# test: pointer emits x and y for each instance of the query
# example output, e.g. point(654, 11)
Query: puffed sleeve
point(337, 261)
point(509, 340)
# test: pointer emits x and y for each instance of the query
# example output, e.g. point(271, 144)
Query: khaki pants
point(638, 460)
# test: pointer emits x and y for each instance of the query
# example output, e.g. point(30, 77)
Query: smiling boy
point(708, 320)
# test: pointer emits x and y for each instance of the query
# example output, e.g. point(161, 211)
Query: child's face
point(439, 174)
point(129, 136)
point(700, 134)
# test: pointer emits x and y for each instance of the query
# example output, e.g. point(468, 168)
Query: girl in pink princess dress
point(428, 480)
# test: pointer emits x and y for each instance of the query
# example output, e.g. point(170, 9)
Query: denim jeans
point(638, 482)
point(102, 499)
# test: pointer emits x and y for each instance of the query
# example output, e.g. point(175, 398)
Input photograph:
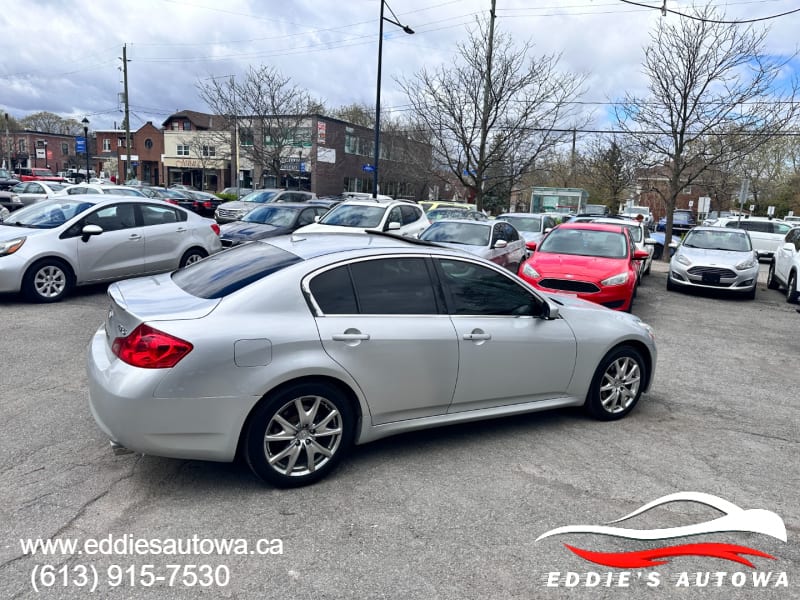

○ ○ ○ ○ ○

● **STATED GOAL**
Edit all the records above by replacing "khaki pants" with "tan trousers", keep everything else the same, and leave the pictures out of the answer.

● **THE SOLUTION**
# test: pointer emits x and y for each instance of the query
# example output, e.g. point(654, 11)
Query: puffed sleeve
point(337, 261)
point(509, 340)
# test: pointer emits x and y for each instance of the query
# example output, e.g. point(271, 144)
Query: tan trousers
point(638, 460)
# test: pointer emits x and y for each instance of the query
# example output, e.g. point(30, 77)
Query: smiling boy
point(708, 320)
# test: pointer emits x and y for each instance of the query
# example output, e.g. point(161, 211)
Query: child's face
point(439, 174)
point(129, 136)
point(700, 134)
# test: pointer emits x and y for each instance of the query
# example output, e.g. point(468, 168)
Query: girl in pink princess dress
point(428, 480)
# test: pointer emits x and y for each instance of the query
# example output, e.g. point(170, 9)
Query: denim jeans
point(638, 482)
point(102, 499)
# test: pointer emits x and y for each instance of the query
# example output, e.g. point(175, 398)
Input photograph:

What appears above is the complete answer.